Selection:
Screens, Kids, and Pablo Picasso
Five short stories about kids engaging the world with screens and what I'm (finally) doing about it, as a parent.
1. A Restaurant (2017)
I'm annoyed.
I'm sitting in a restaurant with my family. The table next to us has two parents and two young kids. You know the scene. Both on iPads.
The volume was turned WAY UP on BOTH iPads. The tinny music of kids programming drifts over to our table. Ruins the conversation. I can't hear anything else. I'm fuming.
The parents -- each with a glass of wine in one hand and a phone in the other. Four people, four screens.
I don't say anything. But I make a mental note of the scene.
2. The Men’s Restroom (2018)
Back when I worked in an office every day, I noticed a trend in the men's restroom.
Sorry, ladies, but you have to know the truth. This happens EVERYWHERE now.
You see men standing at the urinal—ahem, one-handing it—while looking at their phones.
Swiping while peeing.
One-hand texting with the extreme thumb-reach — phone at shoulder-level — barely looking at the aiming (or not aiming) happening below.
It's not okay.
We all know people do this in the stalls. But standing out in the open? Gross. Can't that text chain wait the 45 seconds it takes to (as my grandma said) drain the radiator?
3. Another Restaurant (2023)
I took my three kids (13, 10, and 7) to Eataly for an early dinner. When it’s Dad’s night to cook, the kids get pasta.
Every other table—over 15 of them—had a mix of parents and young children. Every single child locked onto a phone or iPad while the parents talk. Each child, focused only on their own screen. No interaction.
One table had a teenager with giant white Beats headphones. That teenager never once engaged in the table conversation, and the parents ordered for him. When it was time to walk out, the family stood up, and almost gasped because the teenager was like 6-foot-3.
Because of event #1, we never allow screens at dinner, especially while dining out. So each of us has a book or drawing supplies.
The server takes our order and my kids struggle through ordering. Each has their own unique mix of impediments - embarrassment, volume, eye contact, indecisiveness - but they make it through.
And the server is shocked. She compliments the kids.
I'm shocked that she's shocked. (I’m not that shocked.)
4. Hair Salon (2024)

Data entries:
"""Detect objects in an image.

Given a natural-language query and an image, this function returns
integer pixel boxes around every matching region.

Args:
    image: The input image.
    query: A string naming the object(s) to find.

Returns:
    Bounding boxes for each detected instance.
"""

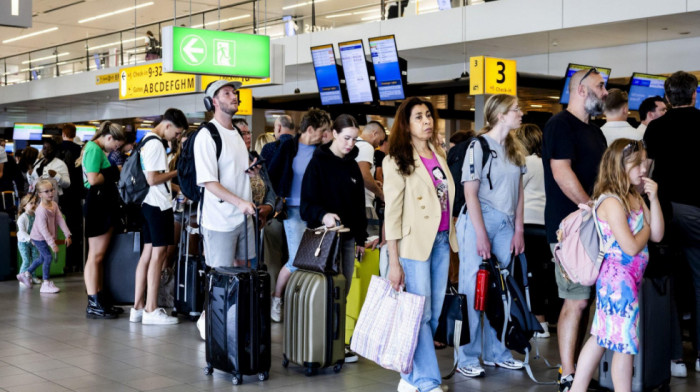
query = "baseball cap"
[204,79,243,98]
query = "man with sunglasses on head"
[644,71,700,377]
[542,68,608,392]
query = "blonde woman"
[457,94,527,377]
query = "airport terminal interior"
[0,0,700,392]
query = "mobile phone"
[245,158,265,171]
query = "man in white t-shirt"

Objective 1:
Answer these about the post on screens and kids:
(a) In the 2017 restaurant scene, what was each parent at the next table holding?
(b) Where did the author take the three kids for an early dinner?
(c) How old were the author's three kids at that dinner?
Objective 2: Write out the post word for word, from "One table had" up to and including "make it through.".
The data above is separate material, apart from the post.

Task output 1:
(a) A glass of wine in one hand and a phone in the other.
(b) Eataly.
(c) 13, 10, and 7.

Task output 2:
One table had a teenager with giant white Beats headphones. That teenager never once engaged in the table conversation, and the parents ordered for him. When it was time to walk out, the family stood up, and almost gasped because the teenager was like 6-foot-3.
Because of event #1, we never allow screens at dinner, especially while dining out. So each of us has a book or drawing supplies.
The server takes our order and my kids struggle through ordering. Each has their own unique mix of impediments - embarrassment, volume, eye contact, indecisiveness - but they make it through.